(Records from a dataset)
::::

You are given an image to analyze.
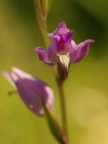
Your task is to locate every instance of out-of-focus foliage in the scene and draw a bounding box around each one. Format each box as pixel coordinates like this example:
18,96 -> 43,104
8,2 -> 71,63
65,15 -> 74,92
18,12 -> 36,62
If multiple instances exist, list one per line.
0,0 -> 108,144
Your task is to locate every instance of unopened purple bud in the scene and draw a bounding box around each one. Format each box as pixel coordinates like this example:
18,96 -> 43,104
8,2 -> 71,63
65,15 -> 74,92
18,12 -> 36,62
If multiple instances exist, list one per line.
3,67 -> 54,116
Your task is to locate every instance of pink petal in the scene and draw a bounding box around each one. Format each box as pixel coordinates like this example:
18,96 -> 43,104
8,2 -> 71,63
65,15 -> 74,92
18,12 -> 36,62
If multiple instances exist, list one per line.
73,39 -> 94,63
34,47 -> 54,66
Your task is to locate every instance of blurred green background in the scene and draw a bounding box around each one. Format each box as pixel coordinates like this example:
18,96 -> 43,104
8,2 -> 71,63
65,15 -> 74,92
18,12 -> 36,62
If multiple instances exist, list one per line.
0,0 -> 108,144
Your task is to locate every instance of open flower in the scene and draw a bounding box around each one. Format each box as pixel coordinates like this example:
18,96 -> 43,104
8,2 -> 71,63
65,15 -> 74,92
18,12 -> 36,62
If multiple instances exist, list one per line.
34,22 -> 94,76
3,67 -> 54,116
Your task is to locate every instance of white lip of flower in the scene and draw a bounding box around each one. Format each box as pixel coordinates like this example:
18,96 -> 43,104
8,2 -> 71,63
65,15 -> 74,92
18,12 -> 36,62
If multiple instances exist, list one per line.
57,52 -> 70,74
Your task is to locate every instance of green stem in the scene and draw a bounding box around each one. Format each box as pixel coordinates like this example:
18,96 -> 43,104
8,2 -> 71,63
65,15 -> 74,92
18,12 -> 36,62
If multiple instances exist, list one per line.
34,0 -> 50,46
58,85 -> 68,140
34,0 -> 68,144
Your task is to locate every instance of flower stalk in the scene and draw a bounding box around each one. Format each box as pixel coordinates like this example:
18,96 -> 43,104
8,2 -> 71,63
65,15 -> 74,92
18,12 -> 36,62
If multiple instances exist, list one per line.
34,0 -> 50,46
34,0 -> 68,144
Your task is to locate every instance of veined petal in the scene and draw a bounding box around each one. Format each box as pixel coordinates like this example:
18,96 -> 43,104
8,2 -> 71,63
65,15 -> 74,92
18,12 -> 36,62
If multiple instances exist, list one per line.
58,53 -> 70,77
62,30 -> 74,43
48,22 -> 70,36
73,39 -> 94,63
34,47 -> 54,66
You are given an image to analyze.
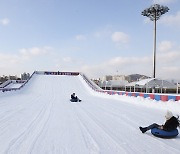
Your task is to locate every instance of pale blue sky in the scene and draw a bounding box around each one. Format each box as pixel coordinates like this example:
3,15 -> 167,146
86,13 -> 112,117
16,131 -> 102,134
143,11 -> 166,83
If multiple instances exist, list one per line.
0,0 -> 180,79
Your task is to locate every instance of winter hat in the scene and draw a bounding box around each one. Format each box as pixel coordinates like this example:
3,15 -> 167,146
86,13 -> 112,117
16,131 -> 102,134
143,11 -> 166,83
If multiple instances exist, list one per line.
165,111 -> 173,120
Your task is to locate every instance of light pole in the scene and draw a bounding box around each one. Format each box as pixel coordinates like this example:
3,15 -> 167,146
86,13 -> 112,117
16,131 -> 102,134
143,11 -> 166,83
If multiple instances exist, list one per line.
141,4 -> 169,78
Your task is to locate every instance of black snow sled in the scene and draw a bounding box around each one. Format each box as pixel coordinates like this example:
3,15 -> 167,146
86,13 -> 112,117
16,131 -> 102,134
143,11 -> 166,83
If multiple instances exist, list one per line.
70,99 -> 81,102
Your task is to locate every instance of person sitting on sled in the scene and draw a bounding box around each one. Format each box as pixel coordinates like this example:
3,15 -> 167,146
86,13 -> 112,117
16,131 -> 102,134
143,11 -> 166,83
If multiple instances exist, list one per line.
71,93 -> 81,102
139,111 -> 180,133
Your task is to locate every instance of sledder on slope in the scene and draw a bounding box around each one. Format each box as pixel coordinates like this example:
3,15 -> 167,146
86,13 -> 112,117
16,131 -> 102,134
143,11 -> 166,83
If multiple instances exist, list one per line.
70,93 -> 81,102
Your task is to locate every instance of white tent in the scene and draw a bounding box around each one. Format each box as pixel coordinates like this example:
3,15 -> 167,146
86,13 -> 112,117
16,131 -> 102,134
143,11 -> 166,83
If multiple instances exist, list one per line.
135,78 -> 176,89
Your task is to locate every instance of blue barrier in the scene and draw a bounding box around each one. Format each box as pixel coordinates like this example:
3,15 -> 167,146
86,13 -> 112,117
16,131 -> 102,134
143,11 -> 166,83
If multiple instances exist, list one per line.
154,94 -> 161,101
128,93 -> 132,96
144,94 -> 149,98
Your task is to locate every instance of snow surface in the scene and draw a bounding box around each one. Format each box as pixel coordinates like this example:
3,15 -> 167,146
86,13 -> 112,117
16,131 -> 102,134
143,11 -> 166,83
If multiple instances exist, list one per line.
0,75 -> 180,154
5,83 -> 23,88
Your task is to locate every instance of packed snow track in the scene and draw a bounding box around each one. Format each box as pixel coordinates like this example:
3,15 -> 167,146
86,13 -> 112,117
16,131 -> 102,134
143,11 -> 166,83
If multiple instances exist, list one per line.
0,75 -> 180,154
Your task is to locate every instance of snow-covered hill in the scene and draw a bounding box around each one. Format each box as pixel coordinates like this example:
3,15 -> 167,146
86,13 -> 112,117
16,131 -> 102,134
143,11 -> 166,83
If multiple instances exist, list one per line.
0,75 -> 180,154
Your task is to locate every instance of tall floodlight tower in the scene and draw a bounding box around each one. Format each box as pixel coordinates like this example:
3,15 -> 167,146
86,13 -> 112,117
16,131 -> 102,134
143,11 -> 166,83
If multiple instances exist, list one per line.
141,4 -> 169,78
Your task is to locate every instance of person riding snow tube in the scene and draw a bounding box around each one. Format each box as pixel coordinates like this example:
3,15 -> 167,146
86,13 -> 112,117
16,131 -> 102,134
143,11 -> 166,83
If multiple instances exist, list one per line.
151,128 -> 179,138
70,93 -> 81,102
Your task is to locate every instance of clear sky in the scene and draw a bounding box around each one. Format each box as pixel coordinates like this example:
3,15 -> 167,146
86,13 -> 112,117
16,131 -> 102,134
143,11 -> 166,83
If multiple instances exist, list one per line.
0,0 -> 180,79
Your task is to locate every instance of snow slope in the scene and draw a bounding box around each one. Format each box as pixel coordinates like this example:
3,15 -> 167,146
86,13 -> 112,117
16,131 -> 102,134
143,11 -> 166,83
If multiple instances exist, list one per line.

::::

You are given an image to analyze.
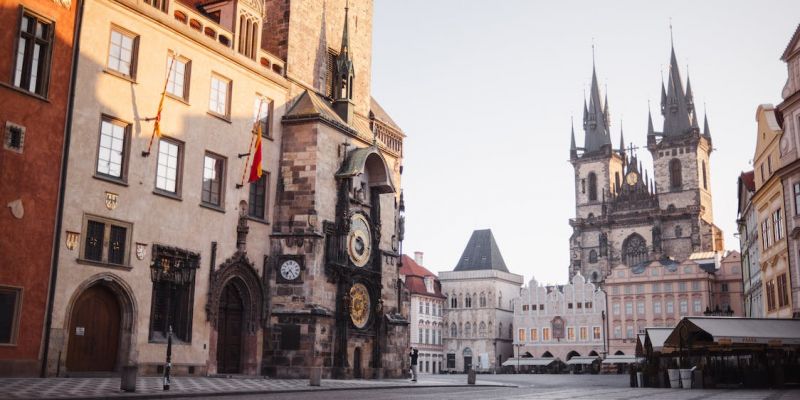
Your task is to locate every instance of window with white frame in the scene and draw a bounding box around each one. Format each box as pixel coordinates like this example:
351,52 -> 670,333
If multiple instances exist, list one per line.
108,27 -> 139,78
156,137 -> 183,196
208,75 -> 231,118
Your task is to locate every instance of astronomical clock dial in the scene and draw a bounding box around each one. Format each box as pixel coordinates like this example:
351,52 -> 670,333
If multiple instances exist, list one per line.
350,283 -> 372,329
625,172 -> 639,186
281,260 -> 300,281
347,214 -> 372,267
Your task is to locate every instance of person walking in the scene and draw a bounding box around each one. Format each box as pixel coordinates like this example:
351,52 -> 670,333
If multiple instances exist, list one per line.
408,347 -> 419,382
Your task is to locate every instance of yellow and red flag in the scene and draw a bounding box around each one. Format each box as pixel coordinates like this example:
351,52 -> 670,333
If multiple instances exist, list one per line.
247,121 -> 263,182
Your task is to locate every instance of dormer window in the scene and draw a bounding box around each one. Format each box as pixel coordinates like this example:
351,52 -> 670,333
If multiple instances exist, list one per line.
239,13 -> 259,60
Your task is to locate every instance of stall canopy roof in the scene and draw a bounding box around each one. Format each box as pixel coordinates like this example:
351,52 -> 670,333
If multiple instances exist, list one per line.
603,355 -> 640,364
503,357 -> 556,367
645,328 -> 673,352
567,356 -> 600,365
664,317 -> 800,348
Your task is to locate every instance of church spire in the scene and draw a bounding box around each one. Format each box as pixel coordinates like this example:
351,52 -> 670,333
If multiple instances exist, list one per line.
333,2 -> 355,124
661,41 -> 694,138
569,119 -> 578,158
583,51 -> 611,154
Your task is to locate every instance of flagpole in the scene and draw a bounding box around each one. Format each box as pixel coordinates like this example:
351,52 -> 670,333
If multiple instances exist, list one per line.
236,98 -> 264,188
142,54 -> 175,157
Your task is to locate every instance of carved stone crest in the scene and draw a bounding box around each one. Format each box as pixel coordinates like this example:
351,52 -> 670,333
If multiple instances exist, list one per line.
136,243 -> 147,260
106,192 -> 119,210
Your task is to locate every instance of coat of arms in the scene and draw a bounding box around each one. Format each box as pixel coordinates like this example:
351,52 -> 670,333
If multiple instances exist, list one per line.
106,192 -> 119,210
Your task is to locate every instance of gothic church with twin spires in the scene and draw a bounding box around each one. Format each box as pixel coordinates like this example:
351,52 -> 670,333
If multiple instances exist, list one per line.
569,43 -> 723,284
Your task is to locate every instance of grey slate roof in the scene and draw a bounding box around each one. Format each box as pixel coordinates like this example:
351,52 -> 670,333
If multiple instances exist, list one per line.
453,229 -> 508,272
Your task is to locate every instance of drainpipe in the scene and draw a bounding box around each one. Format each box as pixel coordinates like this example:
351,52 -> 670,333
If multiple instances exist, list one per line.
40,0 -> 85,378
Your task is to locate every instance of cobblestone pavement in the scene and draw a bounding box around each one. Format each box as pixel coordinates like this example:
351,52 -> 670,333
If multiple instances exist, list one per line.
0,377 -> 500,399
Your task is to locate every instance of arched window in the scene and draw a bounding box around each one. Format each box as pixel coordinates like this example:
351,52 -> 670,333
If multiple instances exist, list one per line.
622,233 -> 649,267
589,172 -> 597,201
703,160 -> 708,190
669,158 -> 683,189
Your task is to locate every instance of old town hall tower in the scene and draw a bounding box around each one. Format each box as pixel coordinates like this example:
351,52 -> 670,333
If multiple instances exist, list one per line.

::::

TASK TO CARRY OUT: Count the lines of the data above that contain the string "petal", treating case as significant. Give only the number.

EXERCISE ANSWER: 2